▸ **Travail demandé**:
D'après l'entretien sur le financement climatique ci-dessous, quel montant les financements climatiques atteignaient-ils en 2021 selon les derniers chiffres de l'OCDE ?

▸ **Texte retenu**:
•••••
Les enjeux du financement climatique : entretien avec David Levai (IDDRI)

La 28ème Conférence des parties à la Convention cadre des Nations Unies sur le changement climatique se tient à Dubaï, aux Emirats arabes, jusqu’au 12 décembre 2023. Parmi les enjeux (voir l’édito de FARM en vidéo), ce rendez-vous est l’occasion de réaliser le premier bilan mondial des engagements pris à travers l’Accord de Paris lors de la COP21. Parmi eux, l’engagement des pays développés envers les pays en développement de fournir des ressources financières pour l’adaptation et l’atténuation – les financements climatiques – sera au cœur des discussions. Cette question touche directement le secteur agricole qui doit amorcer sa transition vers des modèles moins émetteurs de gaz à effet de serre, assurer sa résilience face aux conséquences du changement climatique, tout en garantissant l’accès à une alimentation durable. D’après la Climate Policy Initiative, sur le continent africain, l’agriculture serait le 2ème secteur prioritaire en termes de besoin de financement, aussi bien pour l’adaptation que pour l’atténuation où il est devancé par le secteur de l’énergie[1].

Fondation FARM : Dans l’Accord de Paris, les pays développés s’étaient engagés à fournir 100 milliards de dollars US ($) par an aux pays en développement à des fins d’atténuation et d’adaptation face aux conséquences du changement climatique. Ces financements climatiques ont-ils été atteints ?

David Levai : Nous savons avec certitude que nous n’avons pas atteint ces 100 milliards ni en 2020, ni en 2021. Selon les derniers chiffres de l’OCDE, les financements climatiques atteignaient 89,6 milliards en 2021, il manquait donc 10 milliards. Cependant, les pays développés – à qui incombent cette obligation – ont tenté de rassurer sur l’atteinte de l’objectif pour 2022 et 2023. Même si, en réalité, il n’y a aucun élément tangible pour l’affirmer, l’OCDE estime qu’il a été atteint en 2022[2][3]. Cela veut dire qu’il y a au moins 2 ans de retard sur l’objectif.

Source : OCDE 2023.

Fondation FARM : Est-ce que ces 100 milliards $ – s’ils étaient atteints – couvriraient l’ensemble des besoins de financement nécessaires pour faire face au changement climatique dans les pays en développement ?

David Levai : Cette enveloppe annuelle représente uniquement les financements climatiques des pays développés vers les pays en développement. Cet objectif a été fixé lors de la COP15 de Copenhague, puis renouvelé en 2020 pour la période 2020-2025 et arrive donc à échéance en 2025. Les discussions ont déjà débuté et se poursuivront pendant la COP28 sur la fixation d’un nouvel objectif et de ses modalités : comment sera-t-il chiffré, qu’est-ce qu’il englobera, comment l’atteindre, quels pays seront contributeurs ? Cependant, il faudra attendre la COP29 en 2024 pour conclure définitivement sur ces points.

Pour revenir sur les besoins chiffrés, ils sont très supérieurs aux 100 milliards $. L’étude la plus consensuelle sur le sujet est celle réalisée par Vera Songwe, Nicholas Stern et Amar Bhattacharya. Elle a été présentée à la COP27 en Egypte. Elle évalue les besoins en investissement des pays en développement (hors Chine) pour combattre le changement climatique et permettre un développement durable à 1 000 milliards $ par an, en excluant les besoins des pays développés[4].
•••••
(Étiquettes des points d'objets)
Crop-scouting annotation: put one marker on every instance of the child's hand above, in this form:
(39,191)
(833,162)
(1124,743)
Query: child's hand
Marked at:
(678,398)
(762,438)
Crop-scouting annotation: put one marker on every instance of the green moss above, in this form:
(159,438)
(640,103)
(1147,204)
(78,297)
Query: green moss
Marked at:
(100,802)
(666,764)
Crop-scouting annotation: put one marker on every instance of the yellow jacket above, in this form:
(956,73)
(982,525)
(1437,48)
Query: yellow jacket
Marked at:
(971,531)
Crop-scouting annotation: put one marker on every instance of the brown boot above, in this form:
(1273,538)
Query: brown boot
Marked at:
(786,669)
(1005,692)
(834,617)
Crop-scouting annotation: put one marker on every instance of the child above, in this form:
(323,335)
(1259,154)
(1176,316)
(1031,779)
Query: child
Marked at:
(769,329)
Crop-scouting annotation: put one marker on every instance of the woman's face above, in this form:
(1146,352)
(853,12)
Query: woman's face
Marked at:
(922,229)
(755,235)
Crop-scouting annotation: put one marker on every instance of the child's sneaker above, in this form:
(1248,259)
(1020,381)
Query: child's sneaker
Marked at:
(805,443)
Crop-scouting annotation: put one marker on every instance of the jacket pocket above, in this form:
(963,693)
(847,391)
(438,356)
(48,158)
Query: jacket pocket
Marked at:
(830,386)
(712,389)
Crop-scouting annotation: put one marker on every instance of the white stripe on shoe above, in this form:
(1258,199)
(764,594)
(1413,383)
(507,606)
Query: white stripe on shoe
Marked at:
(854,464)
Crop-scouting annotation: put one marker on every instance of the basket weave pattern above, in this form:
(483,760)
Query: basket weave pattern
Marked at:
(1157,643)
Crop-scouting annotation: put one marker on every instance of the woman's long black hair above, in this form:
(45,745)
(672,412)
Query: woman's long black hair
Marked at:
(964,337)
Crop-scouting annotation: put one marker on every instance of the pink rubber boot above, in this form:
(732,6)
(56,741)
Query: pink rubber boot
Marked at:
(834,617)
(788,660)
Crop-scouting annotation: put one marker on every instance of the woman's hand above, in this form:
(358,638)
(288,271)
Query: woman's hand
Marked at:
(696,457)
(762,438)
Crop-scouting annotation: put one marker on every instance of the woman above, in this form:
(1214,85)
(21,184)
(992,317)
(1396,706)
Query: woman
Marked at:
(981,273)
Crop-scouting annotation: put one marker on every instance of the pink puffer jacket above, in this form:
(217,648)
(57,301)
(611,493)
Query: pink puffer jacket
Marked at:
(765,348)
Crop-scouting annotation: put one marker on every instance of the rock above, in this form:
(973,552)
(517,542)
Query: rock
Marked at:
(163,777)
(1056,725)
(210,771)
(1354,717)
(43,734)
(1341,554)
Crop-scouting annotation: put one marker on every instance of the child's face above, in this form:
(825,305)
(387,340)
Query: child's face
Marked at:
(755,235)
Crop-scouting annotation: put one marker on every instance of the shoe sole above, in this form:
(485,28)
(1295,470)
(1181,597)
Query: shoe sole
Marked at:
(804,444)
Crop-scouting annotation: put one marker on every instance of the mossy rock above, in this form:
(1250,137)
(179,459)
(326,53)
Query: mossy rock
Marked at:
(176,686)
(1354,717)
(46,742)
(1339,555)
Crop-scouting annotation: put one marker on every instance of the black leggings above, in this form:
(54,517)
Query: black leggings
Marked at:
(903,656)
•••••
▸ **Réponse ci-dessous**:
Ils atteignaient 89,6 milliards.